*Request:* Set out every line of the records below as a Markdown table with two columns, Row and Line, numbering the rows and leaving out blank lines. Omit the pictures from the answer.

*Record set:*
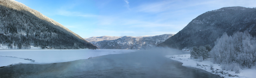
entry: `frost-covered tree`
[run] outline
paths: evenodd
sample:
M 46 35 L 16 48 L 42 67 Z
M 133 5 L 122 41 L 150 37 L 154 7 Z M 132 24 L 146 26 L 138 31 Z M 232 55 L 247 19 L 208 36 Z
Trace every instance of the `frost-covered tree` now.
M 199 56 L 201 56 L 203 57 L 203 60 L 207 59 L 209 58 L 208 51 L 208 50 L 206 49 L 205 47 L 200 46 L 199 47 L 198 51 Z
M 256 62 L 255 38 L 246 31 L 230 36 L 224 33 L 215 42 L 211 56 L 217 63 L 235 63 L 242 67 L 251 68 Z
M 193 47 L 192 50 L 190 50 L 190 58 L 197 59 L 200 57 L 199 50 L 197 47 Z

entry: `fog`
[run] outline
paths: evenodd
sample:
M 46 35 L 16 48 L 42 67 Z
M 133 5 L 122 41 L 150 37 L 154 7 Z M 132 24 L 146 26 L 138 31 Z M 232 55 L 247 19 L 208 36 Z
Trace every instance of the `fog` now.
M 0 68 L 0 77 L 219 77 L 204 70 L 181 66 L 181 63 L 164 57 L 188 53 L 169 48 L 155 48 L 65 62 L 19 64 Z

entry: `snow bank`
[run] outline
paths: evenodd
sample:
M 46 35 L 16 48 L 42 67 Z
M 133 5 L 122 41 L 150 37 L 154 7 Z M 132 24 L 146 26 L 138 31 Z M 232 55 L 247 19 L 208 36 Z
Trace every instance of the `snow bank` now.
M 0 67 L 12 64 L 65 62 L 112 54 L 128 53 L 136 50 L 0 50 Z M 31 59 L 31 60 L 30 60 Z M 34 61 L 33 62 L 33 60 Z
M 165 57 L 183 63 L 183 66 L 199 68 L 205 70 L 213 74 L 224 77 L 225 78 L 255 78 L 256 67 L 252 69 L 240 69 L 239 74 L 235 71 L 223 70 L 220 68 L 221 65 L 213 64 L 211 59 L 199 62 L 198 59 L 191 59 L 190 54 L 166 55 Z

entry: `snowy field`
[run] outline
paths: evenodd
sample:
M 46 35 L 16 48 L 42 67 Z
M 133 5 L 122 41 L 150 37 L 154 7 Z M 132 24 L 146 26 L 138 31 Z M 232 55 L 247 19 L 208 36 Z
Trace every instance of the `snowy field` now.
M 0 67 L 18 63 L 44 64 L 87 59 L 112 54 L 128 53 L 136 50 L 1 50 Z
M 252 69 L 240 69 L 240 73 L 236 74 L 235 71 L 222 70 L 220 68 L 221 65 L 213 64 L 211 61 L 210 59 L 199 62 L 198 59 L 190 59 L 190 56 L 188 54 L 166 55 L 165 57 L 182 62 L 183 66 L 201 69 L 225 78 L 256 78 L 256 67 L 255 67 Z

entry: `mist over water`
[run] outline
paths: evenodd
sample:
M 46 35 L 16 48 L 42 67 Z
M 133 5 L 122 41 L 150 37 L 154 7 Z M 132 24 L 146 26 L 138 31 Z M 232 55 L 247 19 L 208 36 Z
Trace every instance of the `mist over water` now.
M 0 68 L 0 77 L 220 78 L 181 66 L 166 55 L 188 54 L 158 48 L 88 59 L 44 64 L 19 64 Z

*Reply to the exercise:*
| Row | Line |
|---|---|
| 1 | entry: `frost-covered tree` |
| 2 | [run] outline |
| 3 | paths: evenodd |
| 4 | sample: |
| 5 | M 46 35 L 16 48 L 42 67 Z |
| 6 | M 133 5 L 122 41 L 150 37 L 154 7 Z M 132 24 L 146 26 L 138 31 Z M 232 55 L 247 19 L 208 36 Z |
| 7 | Trace every instance of the `frost-covered tree` now. |
| 8 | M 199 56 L 201 56 L 203 57 L 203 60 L 207 59 L 209 58 L 208 51 L 208 50 L 206 49 L 205 47 L 200 46 L 199 47 L 198 51 Z |
| 9 | M 256 62 L 255 38 L 246 31 L 230 36 L 224 33 L 215 42 L 211 56 L 217 63 L 235 63 L 242 67 L 251 68 Z |
| 10 | M 193 47 L 192 50 L 190 50 L 190 58 L 197 59 L 200 57 L 199 50 L 197 47 Z |
| 11 | entry: `fog` |
| 12 | [run] outline |
| 13 | paths: evenodd |
| 14 | sample: |
| 15 | M 46 35 L 16 48 L 42 67 Z |
| 16 | M 133 5 L 122 41 L 150 37 L 154 7 Z M 132 24 L 146 26 L 138 31 Z M 232 55 L 247 19 L 208 36 Z |
| 17 | Trace every instance of the `fog` now. |
| 18 | M 0 68 L 0 77 L 219 77 L 204 70 L 181 66 L 181 63 L 164 57 L 188 53 L 169 48 L 155 48 L 65 62 L 19 64 Z |
| 19 | entry: `snow bank` |
| 20 | [run] outline |
| 21 | paths: evenodd |
| 22 | sample: |
| 23 | M 46 35 L 16 48 L 42 67 Z |
| 24 | M 133 5 L 122 41 L 150 37 L 154 7 Z M 132 24 L 146 26 L 138 31 Z M 232 55 L 247 19 L 208 36 Z |
| 25 | Trace every instance of the `snow bank` now. |
| 26 | M 0 67 L 12 64 L 65 62 L 112 54 L 128 53 L 136 50 L 0 50 Z M 31 59 L 31 60 L 30 60 Z M 34 61 L 33 62 L 33 60 Z |
| 27 | M 165 57 L 183 63 L 183 66 L 199 68 L 205 70 L 213 74 L 224 77 L 225 78 L 255 78 L 256 67 L 252 69 L 240 69 L 239 74 L 235 71 L 223 70 L 220 68 L 221 65 L 213 64 L 211 59 L 199 62 L 198 59 L 191 59 L 190 54 L 166 55 Z |
| 28 | entry: `snowy field` |
| 29 | [run] outline |
| 30 | paths: evenodd |
| 31 | sample: |
| 32 | M 46 35 L 16 48 L 42 67 Z |
| 33 | M 133 5 L 122 41 L 150 37 L 154 7 Z M 132 24 L 146 26 L 138 31 Z M 232 55 L 247 19 L 208 36 Z |
| 34 | Trace every instance of the `snowy field` now. |
| 35 | M 0 67 L 18 63 L 44 64 L 87 59 L 112 54 L 128 53 L 136 50 L 1 50 Z |
| 36 | M 252 69 L 240 69 L 240 73 L 236 74 L 235 71 L 222 70 L 220 68 L 221 65 L 213 64 L 211 61 L 210 59 L 199 62 L 198 59 L 190 59 L 190 56 L 188 54 L 166 55 L 165 57 L 182 62 L 183 66 L 201 69 L 225 78 L 256 78 L 256 67 L 255 67 Z |
| 37 | entry: `mist over water` |
| 38 | [run] outline |
| 39 | paths: evenodd |
| 40 | sample: |
| 41 | M 46 35 L 16 48 L 42 67 Z |
| 42 | M 133 5 L 122 41 L 150 37 L 154 7 Z M 132 24 L 146 26 L 138 31 Z M 232 55 L 247 19 L 208 36 Z |
| 43 | Trace every instance of the `mist over water` now. |
| 44 | M 0 68 L 0 77 L 220 78 L 181 66 L 166 55 L 188 54 L 158 48 L 88 59 L 44 64 L 19 64 Z |